*** Begin section ***

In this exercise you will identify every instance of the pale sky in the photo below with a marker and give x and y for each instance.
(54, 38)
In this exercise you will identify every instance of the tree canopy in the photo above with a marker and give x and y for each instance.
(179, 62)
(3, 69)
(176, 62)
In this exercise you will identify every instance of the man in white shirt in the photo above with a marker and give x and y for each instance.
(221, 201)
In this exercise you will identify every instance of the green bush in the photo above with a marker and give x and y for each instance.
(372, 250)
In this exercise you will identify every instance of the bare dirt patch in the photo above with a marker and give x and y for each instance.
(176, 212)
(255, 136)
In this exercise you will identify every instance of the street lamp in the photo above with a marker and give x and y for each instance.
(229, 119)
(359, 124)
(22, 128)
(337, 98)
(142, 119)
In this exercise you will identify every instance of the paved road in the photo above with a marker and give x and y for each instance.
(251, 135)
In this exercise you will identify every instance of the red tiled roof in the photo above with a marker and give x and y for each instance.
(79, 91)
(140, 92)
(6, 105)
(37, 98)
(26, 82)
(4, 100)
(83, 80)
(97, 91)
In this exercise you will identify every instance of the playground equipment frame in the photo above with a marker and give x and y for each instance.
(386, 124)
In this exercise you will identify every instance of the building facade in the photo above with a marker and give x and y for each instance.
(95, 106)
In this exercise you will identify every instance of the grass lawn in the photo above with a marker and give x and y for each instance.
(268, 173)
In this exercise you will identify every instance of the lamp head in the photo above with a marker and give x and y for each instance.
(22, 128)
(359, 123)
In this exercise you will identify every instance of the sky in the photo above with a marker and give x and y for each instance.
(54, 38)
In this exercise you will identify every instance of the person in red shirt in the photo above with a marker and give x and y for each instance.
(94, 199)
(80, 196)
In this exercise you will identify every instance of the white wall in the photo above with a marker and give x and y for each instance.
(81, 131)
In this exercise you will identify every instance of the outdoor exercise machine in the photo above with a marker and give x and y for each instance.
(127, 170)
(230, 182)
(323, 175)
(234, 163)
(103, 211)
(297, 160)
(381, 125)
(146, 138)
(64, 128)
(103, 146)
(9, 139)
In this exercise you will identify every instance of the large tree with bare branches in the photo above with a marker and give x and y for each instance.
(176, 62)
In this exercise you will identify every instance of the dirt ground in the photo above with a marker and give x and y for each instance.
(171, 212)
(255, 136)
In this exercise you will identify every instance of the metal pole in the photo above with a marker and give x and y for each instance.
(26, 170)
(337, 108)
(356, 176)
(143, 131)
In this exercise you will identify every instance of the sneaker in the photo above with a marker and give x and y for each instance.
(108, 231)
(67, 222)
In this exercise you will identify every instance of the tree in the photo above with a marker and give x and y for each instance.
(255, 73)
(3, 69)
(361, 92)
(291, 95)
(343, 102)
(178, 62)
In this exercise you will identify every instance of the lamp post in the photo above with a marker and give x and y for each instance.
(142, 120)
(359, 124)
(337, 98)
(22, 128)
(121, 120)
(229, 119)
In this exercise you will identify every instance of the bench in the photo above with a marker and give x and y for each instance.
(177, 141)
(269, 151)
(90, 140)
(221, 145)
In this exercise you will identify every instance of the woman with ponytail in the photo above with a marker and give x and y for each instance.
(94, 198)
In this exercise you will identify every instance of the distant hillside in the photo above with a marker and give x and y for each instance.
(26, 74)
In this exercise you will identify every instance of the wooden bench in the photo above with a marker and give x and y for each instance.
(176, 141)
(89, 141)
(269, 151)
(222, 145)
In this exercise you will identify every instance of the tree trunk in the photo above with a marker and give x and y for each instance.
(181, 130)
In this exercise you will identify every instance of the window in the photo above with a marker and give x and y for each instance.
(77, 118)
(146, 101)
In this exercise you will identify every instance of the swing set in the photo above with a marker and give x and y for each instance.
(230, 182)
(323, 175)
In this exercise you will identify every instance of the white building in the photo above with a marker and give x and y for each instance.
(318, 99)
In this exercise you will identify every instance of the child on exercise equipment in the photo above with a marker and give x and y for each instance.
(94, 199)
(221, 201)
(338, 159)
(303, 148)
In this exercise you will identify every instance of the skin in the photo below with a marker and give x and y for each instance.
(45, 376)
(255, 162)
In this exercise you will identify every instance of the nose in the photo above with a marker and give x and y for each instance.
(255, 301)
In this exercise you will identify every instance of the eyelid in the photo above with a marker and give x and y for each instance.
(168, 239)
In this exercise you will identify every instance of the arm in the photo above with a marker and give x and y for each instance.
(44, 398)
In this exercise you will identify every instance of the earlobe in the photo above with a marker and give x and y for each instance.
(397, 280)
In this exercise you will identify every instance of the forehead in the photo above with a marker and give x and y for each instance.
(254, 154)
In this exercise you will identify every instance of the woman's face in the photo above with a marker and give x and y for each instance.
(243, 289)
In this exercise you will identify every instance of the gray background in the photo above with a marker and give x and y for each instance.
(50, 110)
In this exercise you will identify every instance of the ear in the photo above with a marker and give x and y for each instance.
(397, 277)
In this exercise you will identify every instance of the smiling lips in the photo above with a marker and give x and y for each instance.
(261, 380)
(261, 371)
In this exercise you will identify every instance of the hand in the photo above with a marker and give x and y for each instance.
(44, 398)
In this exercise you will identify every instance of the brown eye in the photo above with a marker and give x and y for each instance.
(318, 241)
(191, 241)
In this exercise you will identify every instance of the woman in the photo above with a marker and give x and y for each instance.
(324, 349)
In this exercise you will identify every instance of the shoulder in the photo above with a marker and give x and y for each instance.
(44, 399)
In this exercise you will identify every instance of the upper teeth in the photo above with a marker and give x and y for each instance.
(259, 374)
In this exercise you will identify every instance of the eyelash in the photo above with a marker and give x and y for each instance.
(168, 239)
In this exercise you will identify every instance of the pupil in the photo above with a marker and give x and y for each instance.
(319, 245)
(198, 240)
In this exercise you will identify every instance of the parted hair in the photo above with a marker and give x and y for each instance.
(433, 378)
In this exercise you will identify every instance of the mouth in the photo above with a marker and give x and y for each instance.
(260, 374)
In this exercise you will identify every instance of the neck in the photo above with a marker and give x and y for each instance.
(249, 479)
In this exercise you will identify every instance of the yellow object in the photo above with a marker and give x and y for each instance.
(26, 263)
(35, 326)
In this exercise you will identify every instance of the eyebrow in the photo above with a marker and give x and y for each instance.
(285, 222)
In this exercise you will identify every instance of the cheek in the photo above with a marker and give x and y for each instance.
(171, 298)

*** End section ***

What to work on: In full and without changes, repeat the listing.

Result of this exercise:
In this exercise you will identify every instance of the pale sky in the photo below with a marker and give x and y for each instance.
(54, 38)
In this exercise you will identify every instance of the tree canopy in the photo above with a marker and give x and y for each instance.
(179, 62)
(3, 69)
(176, 62)
In this exercise you will identify every instance of the man in white shirt in the photo above with a marker and give x and y for each instance.
(221, 201)
In this exercise you will identify every instance of the green bush in the photo above with a marker and give x and y for each instance.
(372, 250)
In this exercise you will identify every instance of the bare dirt patch in the photo above with a marker and give x and y for each instance.
(176, 212)
(255, 136)
In this exercise you will identify every instance of the street lamp in the photo above with a marker and give x and y for each instance.
(229, 119)
(359, 124)
(22, 128)
(337, 98)
(142, 119)
In this exercise you will identify every instance of the paved road in the photo above with a marker and give x and y for each instance.
(251, 135)
In this exercise you will identify every instance of the red tiled roof in the photo above with a marker and give x and y for each instance.
(79, 91)
(140, 92)
(6, 105)
(37, 98)
(26, 82)
(4, 100)
(83, 80)
(97, 91)
In this exercise you will identify every instance of the playground equipment frame in the photo above with a marker and give x and y for each instance.
(386, 124)
In this exercise you will identify every instance of the building facade in the photo above with a marker and give x and y for each instance.
(95, 106)
In this exercise you will identify every instance of the grass lawn in the photo above with a marker and give x and y for each instance.
(268, 173)
In this exercise you will identify every instance of the lamp head in the photo above with a marker and give x and y for each instance.
(22, 128)
(359, 123)
In this exercise you will identify every instance of the sky in the photo above with a marker and give x and y for each instance.
(54, 38)
In this exercise you will identify every instance of the person in red shirt in the photo above with a marker and give x and y for each instance.
(94, 199)
(80, 196)
In this exercise you will identify every instance of the white wall in the photo above with a marker and give x and y for each instance.
(81, 131)
In this exercise you will identify every instance of the outdoor exercise machine in the photo above with a marker and give x and y for each instance.
(127, 170)
(230, 182)
(323, 175)
(234, 163)
(103, 211)
(297, 160)
(381, 125)
(146, 138)
(64, 128)
(103, 146)
(9, 139)
In this exercise you will identify every instance of the large tree with bare branches in the photo above with a marker and give x and y for each instance.
(176, 62)
In this exercise you will identify every instance of the dirt ground in the photo above with a marker and give x and y for each instance.
(171, 212)
(255, 136)
In this exercise you will identify every instance of the metal pole in the photo above with a marker and give x and y for each instance.
(26, 170)
(337, 108)
(356, 176)
(143, 131)
In this exercise you will identify every instance of the sneaker in the photo above with a marker and give x and y for each instance.
(108, 231)
(67, 222)
In this exercise you will identify every instance of the tree in the photo above with a marker and give x and y for each instance.
(255, 73)
(3, 69)
(361, 92)
(291, 95)
(343, 102)
(178, 62)
In this exercise you will identify every instance of the lamp post in the photo above with a marker and give x and y for each instance.
(142, 120)
(359, 124)
(337, 98)
(22, 128)
(121, 120)
(229, 119)
In this exercise you will identify every instance of the bench in the photo above with a marker and give x and y for each instance.
(177, 141)
(269, 151)
(90, 140)
(221, 145)
In this exercise you will identify every instance of the woman with ponytail in the photo above with a marker and give x and y for each instance.
(94, 198)
In this exercise you will identify every instance of the distant hillside in the photo above with a marker and give x and y for each instance.
(26, 74)
In this exercise you will identify every instance of the wooden bench in the photo above with a marker and give x and y for each instance.
(176, 141)
(89, 141)
(269, 151)
(222, 145)
In this exercise you will identify every instance of the tree trunk in the photo above with a marker and give x and y for each instance.
(181, 130)
In this exercise you will identify every instance of the window in the photo above with a marker and give x and y for each instance.
(77, 118)
(146, 101)
In this exercise you will identify every instance of the swing set in the photo above with a marker and give x and y for each instance.
(230, 182)
(323, 175)
In this exercise you will identify every instance of the white building in the photo above with a marker and give x and y for each instance.
(318, 99)
In this exercise you will identify every instance of the child on exercise equipment in the photo above with a marker and give x and y for each instance.
(94, 199)
(221, 201)
(338, 159)
(303, 148)
In this exercise you will identify every instance of the skin in the photo below with a marker and give x and y for each instance.
(45, 376)
(255, 162)
In this exercise you will identify every instance of the nose in the photo above with a marker and give x and y for each instance.
(255, 301)
In this exercise you will identify every instance of the eyelid in the photo above with a marker and give x and y for each instance.
(168, 239)
In this exercise you will identify every instance of the arm in the photo above with a marker and give x and y for each instance.
(44, 398)
In this exercise you will identify every instance of the earlobe in the photo above with a marker and give x and y for each instance.
(397, 280)
In this exercise you will identify every instance of the forehead in the photo above with a marker and give x and y for each instance.
(254, 154)
In this exercise you will identify every instance of the woman's face in the photo above with a marker and give x and y for each instance.
(243, 289)
In this exercise you will identify every instance of the gray background in the photo above with a marker and give x and y for each instance.
(50, 110)
In this exercise you will identify every instance of the ear in the photo above with a marker and give x and y for each instance.
(397, 277)
In this exercise you will identify every instance of the smiling lips in the photo above with a marker and give x and y for each instance.
(261, 380)
(261, 371)
In this exercise you will identify every instance of the hand in the photo above with a marker and give x and y for each instance.
(44, 398)
In this exercise you will identify every instance of the brown eye in the photo above with a marker and give x and y for each instance.
(318, 241)
(191, 241)
In this exercise you will identify every instance of the woman in the photo above with a marker and give x and y for each instance.
(324, 349)
In this exercise you will identify every instance of the shoulder in the photo above with a marker and give x and y for each instance.
(44, 399)
In this exercise you will identify every instance of the upper teeth in the photo above with a marker and give x and y for each instance.
(259, 374)
In this exercise you will identify every instance of the eyelash in the photo above with a marker and give x and y for each instance.
(168, 239)
In this exercise you will identify every instance of the pupil in the photo above with a marker and give x and y for each instance.
(319, 245)
(198, 240)
In this exercise you will identify every instance of the parted hair in the photo above with a marker and give x and y for each instance.
(433, 378)
In this exercise you will identify every instance of the mouth in the photo above with a marker and give x and y for each instance.
(260, 374)
In this exercise you will identify every instance of the neck in the photo above with a marker and give x and y for each instance.
(249, 479)
In this exercise you will identify every instance of the yellow object in the photo above with a marker and give x and y for each instance.
(26, 263)
(35, 326)
In this exercise you will identify every instance of the eyebrow in the photo above with a marker and give x and y for each instance.
(285, 222)
In this exercise you will identify every instance of the cheek in the photo above with a marker and give x and y for each instance.
(171, 298)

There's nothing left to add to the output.